- _Aufgaben_
[A] Was erschien laut dem Forenbeitrag nach dem Drücken von F1?
[B] Gib aus dem Forenbeitrag den Abschnitt von „Nachdem ich meinen“ bis einschließlich „das selbe Problem.“ wortgetreu aus.
[C] Warum wurde im BIOS laut dem Forenbeitrag gleich Save&Exit gewählt?

- _Vorliegender Text_
# CMOS error - Defaults loaded?



## LostProphet (12. März 2005)

Servus. 

 Nachdem ich meinen PC neu gestartet habe bzw. dies vor hatte, tat sich nach dem "Start-Piepton" nix mehr, blieb einfach hängen. Nach mehrmaliger Nutzung der Resettaste kam immer wieder das selbe Problem. 

 Hatte dann mal ganz aus gemacht und und wieder an, beim 2-3mal gings dann wieder und es kam die Meldung CMOS error-Default loaded, F1 drücken etc.. F1 gedrückt->Bluescreen 
	

	
	
		
		

		
			





 . 

 Nochmal AUS, RAM mal raus und wieder rein->AN, es kam die Meldung CPU Speed ist nicht richtig eingestellt o.ä., daraufhin landete ich im BIOS. Da ich nicht wußte was ich wo einzustellen habe->Save&Exit.

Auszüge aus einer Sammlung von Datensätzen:
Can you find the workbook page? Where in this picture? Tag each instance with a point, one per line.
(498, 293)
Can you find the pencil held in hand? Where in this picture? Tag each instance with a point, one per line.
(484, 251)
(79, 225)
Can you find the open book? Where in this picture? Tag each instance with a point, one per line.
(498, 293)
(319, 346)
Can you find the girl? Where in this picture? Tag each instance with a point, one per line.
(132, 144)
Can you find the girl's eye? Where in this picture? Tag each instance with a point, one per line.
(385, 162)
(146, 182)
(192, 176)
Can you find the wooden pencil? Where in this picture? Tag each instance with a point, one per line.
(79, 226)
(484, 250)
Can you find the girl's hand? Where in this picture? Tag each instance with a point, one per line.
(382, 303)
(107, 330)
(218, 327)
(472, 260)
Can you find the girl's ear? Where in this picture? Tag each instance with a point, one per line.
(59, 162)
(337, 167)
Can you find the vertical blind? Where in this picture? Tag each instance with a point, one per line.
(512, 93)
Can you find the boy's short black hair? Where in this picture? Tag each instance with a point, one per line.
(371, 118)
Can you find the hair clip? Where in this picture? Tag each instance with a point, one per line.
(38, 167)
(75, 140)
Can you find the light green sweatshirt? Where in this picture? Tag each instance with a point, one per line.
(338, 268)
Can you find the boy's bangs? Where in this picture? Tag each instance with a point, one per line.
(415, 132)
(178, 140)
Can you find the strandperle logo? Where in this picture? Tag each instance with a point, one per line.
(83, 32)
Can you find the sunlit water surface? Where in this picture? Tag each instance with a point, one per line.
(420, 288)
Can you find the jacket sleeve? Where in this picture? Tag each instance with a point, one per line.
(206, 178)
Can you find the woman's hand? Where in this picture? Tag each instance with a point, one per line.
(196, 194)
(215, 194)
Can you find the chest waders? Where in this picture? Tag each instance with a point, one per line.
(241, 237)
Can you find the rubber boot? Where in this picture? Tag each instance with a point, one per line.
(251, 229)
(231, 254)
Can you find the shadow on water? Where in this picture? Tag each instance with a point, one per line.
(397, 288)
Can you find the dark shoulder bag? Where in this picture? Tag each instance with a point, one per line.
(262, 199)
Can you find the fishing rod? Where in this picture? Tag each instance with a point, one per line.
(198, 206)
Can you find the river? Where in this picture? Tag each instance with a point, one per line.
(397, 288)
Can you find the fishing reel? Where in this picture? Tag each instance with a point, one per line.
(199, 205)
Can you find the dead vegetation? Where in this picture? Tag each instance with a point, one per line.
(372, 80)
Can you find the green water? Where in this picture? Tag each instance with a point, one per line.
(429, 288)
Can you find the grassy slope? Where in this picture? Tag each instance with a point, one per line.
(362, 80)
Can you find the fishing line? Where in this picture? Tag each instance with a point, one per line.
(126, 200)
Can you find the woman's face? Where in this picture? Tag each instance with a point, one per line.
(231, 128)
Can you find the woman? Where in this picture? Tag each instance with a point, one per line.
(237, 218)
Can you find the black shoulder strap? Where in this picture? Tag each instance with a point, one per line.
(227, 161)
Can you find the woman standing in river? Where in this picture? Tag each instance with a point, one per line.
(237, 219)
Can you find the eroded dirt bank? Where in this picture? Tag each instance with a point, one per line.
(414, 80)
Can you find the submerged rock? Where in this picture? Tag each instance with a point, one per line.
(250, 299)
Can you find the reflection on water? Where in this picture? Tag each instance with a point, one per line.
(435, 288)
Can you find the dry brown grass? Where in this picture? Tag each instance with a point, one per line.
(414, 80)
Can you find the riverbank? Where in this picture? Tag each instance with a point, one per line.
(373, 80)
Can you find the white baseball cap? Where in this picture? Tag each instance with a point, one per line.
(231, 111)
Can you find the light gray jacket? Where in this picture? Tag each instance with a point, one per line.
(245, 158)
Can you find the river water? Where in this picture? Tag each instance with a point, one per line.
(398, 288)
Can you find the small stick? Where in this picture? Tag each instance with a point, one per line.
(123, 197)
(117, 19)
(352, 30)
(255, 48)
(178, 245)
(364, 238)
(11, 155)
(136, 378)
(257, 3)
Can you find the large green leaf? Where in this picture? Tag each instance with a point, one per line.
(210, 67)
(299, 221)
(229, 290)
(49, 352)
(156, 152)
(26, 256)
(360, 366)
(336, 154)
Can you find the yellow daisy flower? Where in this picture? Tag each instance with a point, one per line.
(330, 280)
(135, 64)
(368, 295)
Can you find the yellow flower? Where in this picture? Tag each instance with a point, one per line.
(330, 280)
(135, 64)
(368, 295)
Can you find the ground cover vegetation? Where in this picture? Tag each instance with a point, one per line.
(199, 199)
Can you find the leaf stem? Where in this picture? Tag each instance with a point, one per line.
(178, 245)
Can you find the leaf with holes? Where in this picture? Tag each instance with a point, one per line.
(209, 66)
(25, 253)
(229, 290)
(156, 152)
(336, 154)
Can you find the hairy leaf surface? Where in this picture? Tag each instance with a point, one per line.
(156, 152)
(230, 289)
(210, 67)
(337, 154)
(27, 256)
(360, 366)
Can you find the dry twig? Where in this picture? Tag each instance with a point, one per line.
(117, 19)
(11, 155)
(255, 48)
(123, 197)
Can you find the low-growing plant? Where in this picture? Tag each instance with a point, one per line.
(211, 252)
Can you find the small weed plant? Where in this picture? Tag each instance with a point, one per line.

- _Antworten_
[A] Ein Bluescreen.

[B]
Nachdem ich meinen PC neu gestartet habe bzw. dies vor hatte, tat sich nach dem "Start-Piepton" nix mehr, blieb einfach hängen. Nach mehrmaliger Nutzung der Resettaste kam immer wieder das selbe Problem.

[C] Im BIOS war unklar, was wo eingestellt werden muss. Deshalb wurde direkt Save&Exit gewählt.